_DOCUMENT SOURCE_.
=-=-=-=-=

Deux députés, l'un de la majorité, l'autre de l'opposition remettent ce vendredi à François Hollande un rapport prévoyant de nouveaux droits pour les patients en toute fin de vie mais qui risque de mécontenter les pro comme les anti euthanasie.
Mandatés en juin par le Premier ministre sur ce sujet délicat qui divise la société, les députés Alain Claeys (PS) et Jean Leonetti (UMP), auteur de l'actuelle loi sur la fin de vie, devraient proposer des mesures pour mieux tenir compte des souhaits des patients et leur assurer une "fin de vie apaisée". Mais sans aller jusqu'au suicide assisté ou à l'euthanasie, autorisés dans plusieurs pays européens.
"On meurt mal aujourd'hui en France", a estimé dans l'Obs Jean Leonetti, qui veut permettre "aux gens de partir doucement et sans souffrance".
Selon les deux parlementaires, le rapport qui sera remis au Président de la République sera accompagné d'une proposition de loi commune qui pourrait être présentée au Parlement l'an prochain.
La révision de la loi Leonetti était l'une des promesses de campagne de François Hollande qui avait, dès 2012, évoqué la possibilité pour toute personne "en phase avancée ou terminale d'une maladie incurable" de demander à bénéficier d'une "assistance médicalisée pour terminer sa vie dans la dignité".
Mais les crispations et manifestations lors du débat sur le mariage homosexuel ont incité cet adepte de la synthèse à temporiser et à multiplier les avis et les rapports sur la fin de vie. Le chef de l'Etat insiste d'ailleurs depuis plusieurs mois sur la nécessité d'une démarche consensuelle.
En octobre, le Comité consultatif national d'éthique (CCNE) avait souligné l'existence d'un "profond clivage" dans l'opinion sur les questions du suicide assisté et de l'euthanasie.
Dans des interviews accordées aux médias ces derniers jours, les deux parlementaires se sont prononcés en faveur d'une "sédation profonde et continue" jusqu'au décès pour des patients en toute fin de vie, M. Leonetti refusant l'idée d'une "aide à mourir", susceptible d'être assimilée à une euthanasie.
Les discussions se sont poursuivies jusqu'à ces derniers jours pour définir les circonstances dans lesquelles cette "sédation profonde" pourrait être proposée.
- directives anticipées -
Dans son interview à l'Obs, M. Leonetti précise que la sédation "profonde et continue" devrait notamment permettre d'éviter la pratique du "stop ou encore" consistant pour certains services de soins palliatifs à endormir les patients en fin de vie pour les réveiller de manière périodique pour s'assurer notamment de leur consentement.
La loi Leonetti, qui régit depuis 2005 la fin de vie en France, interdit déjà l'acharnement thérapeutique et autorise l'arrêt des traitements lorsqu'ils sont jugés "disproportionnés".
Elle permet également l'administration dans certains cas précis d'antidouleurs pouvant aller jusqu'à "abréger la vie", mais elle reste globalement mal comprise et mal appliquée par les médecins.
La proposition de loi devrait également rendre plus contraignantes les "directives anticipées" - qui permettent depuis 2005 à chacun d'exprimer à l'avance son opposition à tout acharnement thérapeutique -.
Valables trois ans, ces directives sont très mal connues du grand public et n'ont actuellement pas de valeur contraignante pour le médecin.
Avant même la publication de la proposition de loi, des associations anti-euthanasie, rassemblées sous le sigle "Soulager mas pas tuer", ont manifesté mercredi au Trocadéro à Paris pour réaffirmer "que l'interdit de tuer doit rester le fondement très clair de la confiance entre soignants et soignés".
L'association ADMD (Association pour le droit de mourir dans la dignité), qui revendique 58.000 militants pro-euthanasie, a pour sa part appelé à une manifestation vendredi après-midi près de l'Assemblée nationale pour "protester contre une loi Leonetti de gauche qui voudrait faire mourir de faim et de soif les patients arrivés en fin de vie". Elle met en avant la part des Français se disant favorables à l'euthanasie, qui dépasse régulièrement les 90% dans les sondages.

=-=-=-=-=

_PROBLÈMES À RÉSOUDRE_.
1 – Répondez à ces questions à partir de l'article sur la fin de vie.
(a) À quel parti appartient le député Alain Claeys ?
(b) Depuis quelle année la loi Leonetti régit-elle la fin de vie en France ?
(c) Combien de militants l'ADMD revendique-t-elle ?
2 – Recopiez sans rien changer le passage de l'article sur la fin de vie qui commence par les mots contenant « Les discussions se » et se termine par « pourrait être proposée. ».

_DONNÉES EXTRAITES_.
=-=-=-=-=

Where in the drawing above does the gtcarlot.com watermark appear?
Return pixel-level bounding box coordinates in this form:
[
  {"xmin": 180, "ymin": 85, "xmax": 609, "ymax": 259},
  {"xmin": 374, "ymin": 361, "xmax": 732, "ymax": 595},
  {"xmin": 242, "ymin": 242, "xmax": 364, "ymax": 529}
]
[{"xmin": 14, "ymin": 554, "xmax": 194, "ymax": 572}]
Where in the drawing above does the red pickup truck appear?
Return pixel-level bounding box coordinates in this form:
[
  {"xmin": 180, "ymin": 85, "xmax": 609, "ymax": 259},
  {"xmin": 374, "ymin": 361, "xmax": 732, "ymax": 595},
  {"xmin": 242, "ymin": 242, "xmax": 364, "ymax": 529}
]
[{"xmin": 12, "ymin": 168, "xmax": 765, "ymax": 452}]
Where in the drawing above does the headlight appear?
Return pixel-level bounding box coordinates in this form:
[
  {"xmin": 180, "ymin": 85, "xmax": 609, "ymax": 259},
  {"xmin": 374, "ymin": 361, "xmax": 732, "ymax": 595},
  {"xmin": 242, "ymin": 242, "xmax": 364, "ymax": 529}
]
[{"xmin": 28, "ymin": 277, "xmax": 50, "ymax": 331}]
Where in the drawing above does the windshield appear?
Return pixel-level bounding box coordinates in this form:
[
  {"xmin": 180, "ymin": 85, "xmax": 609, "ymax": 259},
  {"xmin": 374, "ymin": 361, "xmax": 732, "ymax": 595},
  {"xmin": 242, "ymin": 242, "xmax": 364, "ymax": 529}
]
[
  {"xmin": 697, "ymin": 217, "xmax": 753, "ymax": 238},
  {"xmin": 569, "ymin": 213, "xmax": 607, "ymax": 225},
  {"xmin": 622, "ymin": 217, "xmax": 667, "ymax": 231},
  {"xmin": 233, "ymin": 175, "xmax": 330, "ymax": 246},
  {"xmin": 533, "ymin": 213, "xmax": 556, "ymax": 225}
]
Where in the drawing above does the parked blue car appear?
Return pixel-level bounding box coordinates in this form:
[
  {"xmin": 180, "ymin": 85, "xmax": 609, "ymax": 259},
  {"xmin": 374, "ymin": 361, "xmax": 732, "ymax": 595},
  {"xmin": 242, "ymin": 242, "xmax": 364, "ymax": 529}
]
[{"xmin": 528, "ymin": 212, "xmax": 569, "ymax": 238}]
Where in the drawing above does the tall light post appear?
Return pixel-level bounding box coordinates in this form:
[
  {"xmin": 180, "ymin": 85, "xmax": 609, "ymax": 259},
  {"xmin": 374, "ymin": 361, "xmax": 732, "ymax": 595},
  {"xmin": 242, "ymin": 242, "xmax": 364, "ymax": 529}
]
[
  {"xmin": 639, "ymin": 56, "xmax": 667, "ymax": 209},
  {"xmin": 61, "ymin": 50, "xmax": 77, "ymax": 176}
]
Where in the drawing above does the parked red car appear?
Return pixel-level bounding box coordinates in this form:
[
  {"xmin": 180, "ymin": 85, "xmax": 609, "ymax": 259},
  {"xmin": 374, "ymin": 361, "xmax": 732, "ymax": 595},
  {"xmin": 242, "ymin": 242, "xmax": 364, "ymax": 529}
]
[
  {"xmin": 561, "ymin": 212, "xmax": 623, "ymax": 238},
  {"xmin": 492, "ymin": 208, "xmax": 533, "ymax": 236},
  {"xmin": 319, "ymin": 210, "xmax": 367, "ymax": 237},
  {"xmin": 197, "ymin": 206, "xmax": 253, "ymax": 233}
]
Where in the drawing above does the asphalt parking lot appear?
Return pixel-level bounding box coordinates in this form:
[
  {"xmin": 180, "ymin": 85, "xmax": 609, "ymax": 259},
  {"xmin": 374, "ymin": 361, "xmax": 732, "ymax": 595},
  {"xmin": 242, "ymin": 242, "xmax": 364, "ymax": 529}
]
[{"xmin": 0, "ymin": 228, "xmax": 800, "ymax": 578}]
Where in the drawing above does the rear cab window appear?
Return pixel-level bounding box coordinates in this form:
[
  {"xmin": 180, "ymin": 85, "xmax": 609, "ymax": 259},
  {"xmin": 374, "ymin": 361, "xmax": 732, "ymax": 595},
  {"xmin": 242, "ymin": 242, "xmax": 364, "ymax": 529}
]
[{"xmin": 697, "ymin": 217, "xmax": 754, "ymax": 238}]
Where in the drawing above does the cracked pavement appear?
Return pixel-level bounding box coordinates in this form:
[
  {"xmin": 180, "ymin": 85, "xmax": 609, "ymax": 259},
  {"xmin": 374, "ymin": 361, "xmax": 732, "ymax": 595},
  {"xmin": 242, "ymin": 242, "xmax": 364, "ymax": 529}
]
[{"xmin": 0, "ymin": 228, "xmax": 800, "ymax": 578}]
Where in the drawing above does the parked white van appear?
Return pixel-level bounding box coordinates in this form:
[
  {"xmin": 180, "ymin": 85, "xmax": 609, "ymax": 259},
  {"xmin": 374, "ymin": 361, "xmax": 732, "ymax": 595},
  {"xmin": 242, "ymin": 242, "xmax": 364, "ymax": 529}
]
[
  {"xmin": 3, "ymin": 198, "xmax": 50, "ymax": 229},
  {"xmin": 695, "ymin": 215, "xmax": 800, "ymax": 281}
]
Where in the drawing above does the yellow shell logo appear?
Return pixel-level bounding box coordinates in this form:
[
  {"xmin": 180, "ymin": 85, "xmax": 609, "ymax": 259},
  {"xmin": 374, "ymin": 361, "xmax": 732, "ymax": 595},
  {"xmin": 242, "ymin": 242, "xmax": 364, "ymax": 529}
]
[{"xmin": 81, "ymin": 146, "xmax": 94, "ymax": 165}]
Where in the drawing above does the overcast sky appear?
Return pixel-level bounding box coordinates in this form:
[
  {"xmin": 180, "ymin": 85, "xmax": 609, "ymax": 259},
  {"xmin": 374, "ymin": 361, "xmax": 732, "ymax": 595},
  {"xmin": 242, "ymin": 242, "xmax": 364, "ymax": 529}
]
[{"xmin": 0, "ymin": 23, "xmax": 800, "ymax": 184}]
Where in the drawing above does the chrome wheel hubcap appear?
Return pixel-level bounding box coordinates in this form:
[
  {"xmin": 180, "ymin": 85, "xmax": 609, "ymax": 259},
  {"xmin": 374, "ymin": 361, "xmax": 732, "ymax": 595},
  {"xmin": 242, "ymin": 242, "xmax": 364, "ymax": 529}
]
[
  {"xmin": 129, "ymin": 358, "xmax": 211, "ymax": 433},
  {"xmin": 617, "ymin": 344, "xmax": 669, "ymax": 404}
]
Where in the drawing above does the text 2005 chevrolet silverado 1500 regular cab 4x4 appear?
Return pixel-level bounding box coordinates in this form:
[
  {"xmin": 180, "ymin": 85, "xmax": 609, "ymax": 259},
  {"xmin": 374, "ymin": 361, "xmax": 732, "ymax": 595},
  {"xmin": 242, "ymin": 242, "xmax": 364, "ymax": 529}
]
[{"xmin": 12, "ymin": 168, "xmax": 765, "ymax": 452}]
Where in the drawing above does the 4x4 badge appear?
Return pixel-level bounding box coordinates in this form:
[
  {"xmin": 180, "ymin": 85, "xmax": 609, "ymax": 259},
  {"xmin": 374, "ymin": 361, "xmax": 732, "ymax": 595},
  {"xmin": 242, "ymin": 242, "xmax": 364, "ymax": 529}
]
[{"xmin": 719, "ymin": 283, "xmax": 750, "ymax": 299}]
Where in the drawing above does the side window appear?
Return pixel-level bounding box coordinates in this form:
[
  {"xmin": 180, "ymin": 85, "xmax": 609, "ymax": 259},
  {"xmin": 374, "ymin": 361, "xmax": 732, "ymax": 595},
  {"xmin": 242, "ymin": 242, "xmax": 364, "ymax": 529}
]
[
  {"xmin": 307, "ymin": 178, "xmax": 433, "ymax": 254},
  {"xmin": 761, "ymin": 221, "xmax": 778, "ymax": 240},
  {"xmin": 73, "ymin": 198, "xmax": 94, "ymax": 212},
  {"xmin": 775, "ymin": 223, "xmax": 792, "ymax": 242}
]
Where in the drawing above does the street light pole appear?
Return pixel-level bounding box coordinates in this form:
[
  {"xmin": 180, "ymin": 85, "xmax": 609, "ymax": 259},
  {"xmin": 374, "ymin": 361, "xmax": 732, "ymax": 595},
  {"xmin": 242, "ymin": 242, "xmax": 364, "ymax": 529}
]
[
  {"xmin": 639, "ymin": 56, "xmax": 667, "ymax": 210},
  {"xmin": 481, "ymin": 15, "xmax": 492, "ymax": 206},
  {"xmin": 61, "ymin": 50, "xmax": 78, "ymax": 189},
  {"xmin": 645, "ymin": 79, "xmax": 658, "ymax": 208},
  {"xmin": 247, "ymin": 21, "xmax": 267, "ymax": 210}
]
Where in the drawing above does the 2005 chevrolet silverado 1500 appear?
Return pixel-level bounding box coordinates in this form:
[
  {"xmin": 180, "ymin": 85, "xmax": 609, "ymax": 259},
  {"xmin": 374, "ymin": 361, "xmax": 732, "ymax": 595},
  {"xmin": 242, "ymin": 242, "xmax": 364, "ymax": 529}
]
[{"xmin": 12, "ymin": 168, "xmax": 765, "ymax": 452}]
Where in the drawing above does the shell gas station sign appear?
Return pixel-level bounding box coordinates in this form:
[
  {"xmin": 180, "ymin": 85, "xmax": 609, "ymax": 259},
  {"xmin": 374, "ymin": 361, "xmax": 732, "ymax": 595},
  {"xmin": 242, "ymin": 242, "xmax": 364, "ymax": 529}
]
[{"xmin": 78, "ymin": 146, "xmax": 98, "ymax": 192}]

=-=-=-=-=

_RÉPONSES PAR NUMÉRO_.
1 –
(a) Au PS.
(b) Depuis 2005.
(c) 58.000 militants.

2 –
Les discussions se sont poursuivies jusqu'à ces derniers jours pour définir les circonstances dans lesquelles cette "sédation profonde" pourrait être proposée.